[Work instructions] Which lines in the entries below contain the word "road", with case counting? Return each of those lines in full.

Begin Provided records

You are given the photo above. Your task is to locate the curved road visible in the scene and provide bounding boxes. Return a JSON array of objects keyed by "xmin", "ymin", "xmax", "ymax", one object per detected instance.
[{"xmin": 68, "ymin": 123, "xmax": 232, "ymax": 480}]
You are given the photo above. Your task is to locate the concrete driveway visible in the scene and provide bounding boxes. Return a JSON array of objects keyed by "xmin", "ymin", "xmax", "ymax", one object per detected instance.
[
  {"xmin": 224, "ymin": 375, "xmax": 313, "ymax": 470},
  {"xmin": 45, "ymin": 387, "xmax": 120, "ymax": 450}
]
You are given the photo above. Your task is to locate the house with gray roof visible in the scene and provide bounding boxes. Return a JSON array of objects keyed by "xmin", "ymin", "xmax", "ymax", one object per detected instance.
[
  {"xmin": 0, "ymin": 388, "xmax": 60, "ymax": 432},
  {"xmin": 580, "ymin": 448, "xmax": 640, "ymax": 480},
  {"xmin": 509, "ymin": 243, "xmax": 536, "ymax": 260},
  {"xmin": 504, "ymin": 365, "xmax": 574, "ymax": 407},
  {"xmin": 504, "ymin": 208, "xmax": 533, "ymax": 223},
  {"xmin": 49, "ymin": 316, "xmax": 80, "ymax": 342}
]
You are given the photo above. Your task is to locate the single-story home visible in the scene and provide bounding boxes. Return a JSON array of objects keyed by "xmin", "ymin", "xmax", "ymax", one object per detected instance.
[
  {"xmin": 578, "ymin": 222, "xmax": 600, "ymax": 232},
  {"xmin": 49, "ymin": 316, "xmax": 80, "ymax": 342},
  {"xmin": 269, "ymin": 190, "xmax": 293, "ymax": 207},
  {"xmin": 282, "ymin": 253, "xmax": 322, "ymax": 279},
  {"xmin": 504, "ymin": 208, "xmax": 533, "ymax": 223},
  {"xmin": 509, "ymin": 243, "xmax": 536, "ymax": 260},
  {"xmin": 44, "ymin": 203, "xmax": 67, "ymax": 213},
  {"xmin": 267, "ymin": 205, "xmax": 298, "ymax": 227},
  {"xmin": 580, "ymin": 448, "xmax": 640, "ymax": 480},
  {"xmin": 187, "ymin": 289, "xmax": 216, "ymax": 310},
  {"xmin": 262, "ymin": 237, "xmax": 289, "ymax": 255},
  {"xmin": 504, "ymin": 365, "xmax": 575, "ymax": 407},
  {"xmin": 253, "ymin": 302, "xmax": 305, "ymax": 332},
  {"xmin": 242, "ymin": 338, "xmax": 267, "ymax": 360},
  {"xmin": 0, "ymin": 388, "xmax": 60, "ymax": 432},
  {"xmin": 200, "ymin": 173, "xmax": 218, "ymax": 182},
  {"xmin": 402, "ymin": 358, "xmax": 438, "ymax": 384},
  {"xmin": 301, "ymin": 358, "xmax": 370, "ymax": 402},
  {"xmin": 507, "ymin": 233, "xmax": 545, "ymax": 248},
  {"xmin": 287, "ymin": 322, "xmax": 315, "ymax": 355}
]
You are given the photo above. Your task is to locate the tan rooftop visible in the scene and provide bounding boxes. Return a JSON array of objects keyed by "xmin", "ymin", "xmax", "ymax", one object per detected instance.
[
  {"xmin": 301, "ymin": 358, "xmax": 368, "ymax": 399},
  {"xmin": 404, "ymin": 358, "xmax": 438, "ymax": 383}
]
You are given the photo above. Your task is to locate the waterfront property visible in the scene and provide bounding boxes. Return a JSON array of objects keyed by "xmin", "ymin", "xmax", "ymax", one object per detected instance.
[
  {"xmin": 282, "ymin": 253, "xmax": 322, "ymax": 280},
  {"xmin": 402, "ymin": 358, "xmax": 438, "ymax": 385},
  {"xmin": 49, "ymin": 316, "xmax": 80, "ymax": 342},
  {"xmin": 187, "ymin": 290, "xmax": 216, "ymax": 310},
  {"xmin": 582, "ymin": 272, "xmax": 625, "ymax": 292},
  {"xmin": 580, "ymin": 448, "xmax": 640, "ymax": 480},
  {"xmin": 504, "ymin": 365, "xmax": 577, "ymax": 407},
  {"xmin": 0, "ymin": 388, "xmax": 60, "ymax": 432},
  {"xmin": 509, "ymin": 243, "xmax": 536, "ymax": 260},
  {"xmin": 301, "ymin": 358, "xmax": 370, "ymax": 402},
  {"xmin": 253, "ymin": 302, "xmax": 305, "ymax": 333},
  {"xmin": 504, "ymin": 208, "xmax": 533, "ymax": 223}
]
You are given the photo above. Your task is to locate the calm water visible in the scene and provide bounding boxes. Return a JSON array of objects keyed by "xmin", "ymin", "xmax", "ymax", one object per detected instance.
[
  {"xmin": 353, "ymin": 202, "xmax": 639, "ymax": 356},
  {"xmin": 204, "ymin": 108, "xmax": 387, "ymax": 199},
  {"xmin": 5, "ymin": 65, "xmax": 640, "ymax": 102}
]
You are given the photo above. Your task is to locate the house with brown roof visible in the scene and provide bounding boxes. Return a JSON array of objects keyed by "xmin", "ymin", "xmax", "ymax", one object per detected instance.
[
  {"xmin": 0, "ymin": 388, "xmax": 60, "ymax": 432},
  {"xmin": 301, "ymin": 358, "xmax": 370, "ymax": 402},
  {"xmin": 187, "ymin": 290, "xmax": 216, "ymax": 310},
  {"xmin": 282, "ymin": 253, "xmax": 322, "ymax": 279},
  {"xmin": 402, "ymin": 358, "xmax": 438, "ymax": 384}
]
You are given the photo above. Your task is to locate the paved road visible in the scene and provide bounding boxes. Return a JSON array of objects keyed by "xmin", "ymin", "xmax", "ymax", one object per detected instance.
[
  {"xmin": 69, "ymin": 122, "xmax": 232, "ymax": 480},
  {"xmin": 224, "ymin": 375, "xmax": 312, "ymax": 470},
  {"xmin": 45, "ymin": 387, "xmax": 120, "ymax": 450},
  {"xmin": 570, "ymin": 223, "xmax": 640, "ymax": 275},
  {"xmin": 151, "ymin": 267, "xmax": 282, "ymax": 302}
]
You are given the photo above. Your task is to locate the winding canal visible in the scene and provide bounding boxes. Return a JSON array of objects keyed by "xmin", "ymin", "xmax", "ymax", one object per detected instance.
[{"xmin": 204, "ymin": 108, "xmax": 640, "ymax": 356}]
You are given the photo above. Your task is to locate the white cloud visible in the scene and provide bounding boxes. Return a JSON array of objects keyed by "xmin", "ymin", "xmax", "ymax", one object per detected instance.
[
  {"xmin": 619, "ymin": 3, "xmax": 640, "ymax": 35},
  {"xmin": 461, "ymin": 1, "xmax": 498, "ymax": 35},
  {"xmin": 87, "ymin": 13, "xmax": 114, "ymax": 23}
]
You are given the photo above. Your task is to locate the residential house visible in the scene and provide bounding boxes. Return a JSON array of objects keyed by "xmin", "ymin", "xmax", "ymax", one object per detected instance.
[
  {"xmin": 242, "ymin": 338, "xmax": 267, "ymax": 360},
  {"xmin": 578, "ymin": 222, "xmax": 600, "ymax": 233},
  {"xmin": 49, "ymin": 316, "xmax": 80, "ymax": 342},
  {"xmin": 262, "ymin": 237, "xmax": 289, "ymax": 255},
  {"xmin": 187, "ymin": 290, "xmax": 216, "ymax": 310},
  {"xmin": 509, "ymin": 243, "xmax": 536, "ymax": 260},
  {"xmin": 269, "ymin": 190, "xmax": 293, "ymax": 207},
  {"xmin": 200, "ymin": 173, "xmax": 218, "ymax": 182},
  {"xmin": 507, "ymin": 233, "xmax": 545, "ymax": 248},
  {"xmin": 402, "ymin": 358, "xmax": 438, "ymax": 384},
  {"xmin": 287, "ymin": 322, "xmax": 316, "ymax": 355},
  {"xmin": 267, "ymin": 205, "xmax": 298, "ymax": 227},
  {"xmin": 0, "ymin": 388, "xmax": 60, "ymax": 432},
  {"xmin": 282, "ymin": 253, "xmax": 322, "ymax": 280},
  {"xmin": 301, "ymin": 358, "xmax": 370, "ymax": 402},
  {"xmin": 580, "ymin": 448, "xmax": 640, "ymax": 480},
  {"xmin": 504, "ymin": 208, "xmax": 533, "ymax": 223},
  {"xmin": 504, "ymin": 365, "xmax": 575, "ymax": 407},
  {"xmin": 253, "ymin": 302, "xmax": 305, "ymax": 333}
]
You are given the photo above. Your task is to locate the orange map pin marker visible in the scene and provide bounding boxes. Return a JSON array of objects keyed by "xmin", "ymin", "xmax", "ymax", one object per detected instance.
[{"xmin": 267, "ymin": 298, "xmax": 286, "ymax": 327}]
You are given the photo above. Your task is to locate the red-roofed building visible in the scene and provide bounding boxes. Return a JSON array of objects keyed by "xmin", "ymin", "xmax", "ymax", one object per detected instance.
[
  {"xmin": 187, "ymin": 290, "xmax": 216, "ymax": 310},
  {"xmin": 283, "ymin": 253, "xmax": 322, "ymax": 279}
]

End Provided records

[Reply to the task]
You are given the photo above. Your task is to locate the curved road visible in the scene and provide bounding boxes. Return a JSON array of objects keyed by "xmin", "ymin", "xmax", "ymax", one object per detected instance.
You are given the photo above. Your task is to locate the paved road visible in the scene and provide bounding boxes. Return a JSON array of objects keyed by "xmin", "ymin", "xmax", "ymax", one object per detected instance.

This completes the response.